Extract provided

• • •

Recent NHS Workforce statistics do suggest that the abolishing of primary care trusts and related restructuring after 2010 led to a reduction of staff classified as “managers” or “senior managers” by around 20,000 across NHS England by 2014. However, this amounted to less than 2% of the NHS workforce.
The NHS is an extremely complex professional bureaucracy attempting to deliver some of the most challenging services in society. By some estimates the NHS is the seventh largest employer in the world, with a workforce of 1.3m structured around a division of labour of 350 different occupational roles. Less than 3% of the workforce is classified as managers.
Little fat to trim
Attempts to remove non-professional (non-clinical) employees, including managers, administrators and support staff, is not very easy, or necessarily desirable in professional bureaucracies like the NHS. More careful examination of recent NHS workforce data suggests that the Conservative reforms attempted to remove non-clinical “bureaucrats” from other areas, such as clerical and administrators work, but after cuts were made in 2010 these had already sprung back by 2014. The pattern is very similar for other management roles, such as nurse managers. Research suggests that an increasing level of administration is being pushed on practitioner-managers, largely nurses and doctors, who have strain from higher roles and less time for clinical care.
Moreover, the number of non-clinical managers is also creeping back up, with a full-time equivalent measure of management and senior management growing at a faster rate between 2013-14 than either doctors or nurses. As I write, there are more “manager” jobs available on the NHS Jobs website (based on a simple keyword search) than “doctor” clinical roles, suggesting that management bureaucrats will continue to rise.
Wrestling with the NHS
With the NHS being considered by the public to be the most important issue facing Britain going into the 2015 election campaign it is important that voters question the rhetoric about the management of public services. Both Labour and Conservative governments have attempted to reorganise vital public services, through mechanisms such as restructuring pay scales or experimenting with privately-run units. The only proven remedy for meeting growing service pressures, as pointed out by Liberal Democrat leader Nick Clegg at the recent leader debate, is “hard cash”. Recently, the Conservatives have finally stopped talking about attacking the bureaucrats and have promised an extra £8 billion for the NHS by 2020. But in order to do this, and carry out their long-term economic plan of austerity, the attack on bureaucrats will need to move to other parts of the public sector.
There is little convincing evidence that we are moving to a post-bureaucratic age. The knowledge, rules, processes and relationships embedded within bureaucracies enable firms and public agencies to deliver reliable and consistent services; and this often leads to unavoidable inertia in organisational structures. Still, most people would prefer a health service that privileges safety and reliability over enterprise and profit. The memory of G4S’ attempts to manage security during the London Olympics will be fresh in people’s minds. And when Ian Duncan Smith announced the plan for “pension freedom day” recently he was quick to reassure the public that a substantial bureaucracy of pension advisers would be there to offer support to the public.
Cameron’s attack on the bureaucratic disease has a strange irony during an election campaign which is centred more on the “visible hand” of cautious economic management than an “invisible hand” of exuberant market forces. The political ideology of the right might not like the idea of faceless bureaucrats, but like them or not, the bureaucrats are here to stay.

• • •

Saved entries
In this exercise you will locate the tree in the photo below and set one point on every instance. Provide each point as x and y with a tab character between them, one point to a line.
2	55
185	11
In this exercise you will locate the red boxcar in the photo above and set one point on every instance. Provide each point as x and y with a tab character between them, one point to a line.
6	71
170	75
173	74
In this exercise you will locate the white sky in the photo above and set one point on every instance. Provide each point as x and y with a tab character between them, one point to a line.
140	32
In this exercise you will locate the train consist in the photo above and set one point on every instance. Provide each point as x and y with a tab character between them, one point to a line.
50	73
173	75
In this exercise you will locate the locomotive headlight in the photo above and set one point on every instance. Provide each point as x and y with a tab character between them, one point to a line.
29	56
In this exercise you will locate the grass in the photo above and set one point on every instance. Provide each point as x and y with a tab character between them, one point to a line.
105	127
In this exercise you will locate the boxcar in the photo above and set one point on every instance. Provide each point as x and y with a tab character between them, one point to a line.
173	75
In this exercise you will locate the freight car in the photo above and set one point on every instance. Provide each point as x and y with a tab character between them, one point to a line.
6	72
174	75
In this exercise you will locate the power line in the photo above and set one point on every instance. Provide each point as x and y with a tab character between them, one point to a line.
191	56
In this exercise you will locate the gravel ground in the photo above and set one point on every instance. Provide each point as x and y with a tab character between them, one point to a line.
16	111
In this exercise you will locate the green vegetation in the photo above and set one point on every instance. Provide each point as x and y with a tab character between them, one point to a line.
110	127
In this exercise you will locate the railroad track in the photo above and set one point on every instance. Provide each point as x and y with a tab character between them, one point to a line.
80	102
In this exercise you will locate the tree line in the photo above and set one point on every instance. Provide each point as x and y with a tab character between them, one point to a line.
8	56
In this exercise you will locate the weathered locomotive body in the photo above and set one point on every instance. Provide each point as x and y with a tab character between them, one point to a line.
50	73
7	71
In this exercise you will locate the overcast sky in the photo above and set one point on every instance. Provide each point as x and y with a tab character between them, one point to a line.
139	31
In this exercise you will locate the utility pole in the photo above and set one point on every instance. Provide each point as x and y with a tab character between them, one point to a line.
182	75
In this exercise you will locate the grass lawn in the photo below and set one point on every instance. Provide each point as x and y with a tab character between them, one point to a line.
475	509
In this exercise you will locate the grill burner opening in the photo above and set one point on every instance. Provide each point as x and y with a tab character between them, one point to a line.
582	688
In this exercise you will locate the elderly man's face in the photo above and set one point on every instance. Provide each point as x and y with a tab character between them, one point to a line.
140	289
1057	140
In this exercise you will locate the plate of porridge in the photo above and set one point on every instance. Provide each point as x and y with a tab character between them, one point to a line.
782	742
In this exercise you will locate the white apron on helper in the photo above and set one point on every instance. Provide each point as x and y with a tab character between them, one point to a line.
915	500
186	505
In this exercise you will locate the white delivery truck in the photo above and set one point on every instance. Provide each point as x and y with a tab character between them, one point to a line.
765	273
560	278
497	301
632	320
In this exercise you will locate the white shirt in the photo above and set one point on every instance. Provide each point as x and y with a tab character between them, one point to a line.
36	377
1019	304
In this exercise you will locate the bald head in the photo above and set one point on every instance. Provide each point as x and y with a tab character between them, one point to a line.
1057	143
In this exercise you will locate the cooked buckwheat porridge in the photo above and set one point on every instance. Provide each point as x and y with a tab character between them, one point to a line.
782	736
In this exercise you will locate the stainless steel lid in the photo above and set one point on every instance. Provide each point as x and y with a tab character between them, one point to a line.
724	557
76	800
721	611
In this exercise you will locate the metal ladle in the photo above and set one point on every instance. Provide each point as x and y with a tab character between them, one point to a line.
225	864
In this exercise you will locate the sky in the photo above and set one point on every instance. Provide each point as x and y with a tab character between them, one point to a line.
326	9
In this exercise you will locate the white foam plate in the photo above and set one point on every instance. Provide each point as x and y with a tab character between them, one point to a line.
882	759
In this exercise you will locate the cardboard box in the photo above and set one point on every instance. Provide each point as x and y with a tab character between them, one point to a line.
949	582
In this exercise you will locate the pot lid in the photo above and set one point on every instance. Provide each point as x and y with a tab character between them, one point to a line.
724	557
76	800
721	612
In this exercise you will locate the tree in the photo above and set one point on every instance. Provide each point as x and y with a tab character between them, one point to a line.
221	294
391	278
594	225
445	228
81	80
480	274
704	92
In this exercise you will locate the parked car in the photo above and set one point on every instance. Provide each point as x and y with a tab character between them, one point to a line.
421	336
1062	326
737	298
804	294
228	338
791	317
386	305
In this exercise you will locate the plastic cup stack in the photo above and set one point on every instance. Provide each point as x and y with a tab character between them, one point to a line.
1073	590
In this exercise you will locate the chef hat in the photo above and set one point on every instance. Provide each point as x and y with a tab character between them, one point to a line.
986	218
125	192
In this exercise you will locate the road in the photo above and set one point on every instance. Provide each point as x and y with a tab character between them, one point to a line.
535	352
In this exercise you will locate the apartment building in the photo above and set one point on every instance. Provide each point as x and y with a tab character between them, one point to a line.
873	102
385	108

• • •

Work order
Transcribe the stretch of the NHS bureaucracy text from "Moreover, the number" through "continue to rise.". Rely only on the text, not on the rows.

Expected output
Moreover, the number of non-clinical managers is also creeping back up, with a full-time equivalent measure of management and senior management growing at a faster rate between 2013-14 than either doctors or nurses. As I write, there are more “manager” jobs available on the NHS Jobs website (based on a simple keyword search) than “doctor” clinical roles, suggesting that management bureaucrats will continue to rise.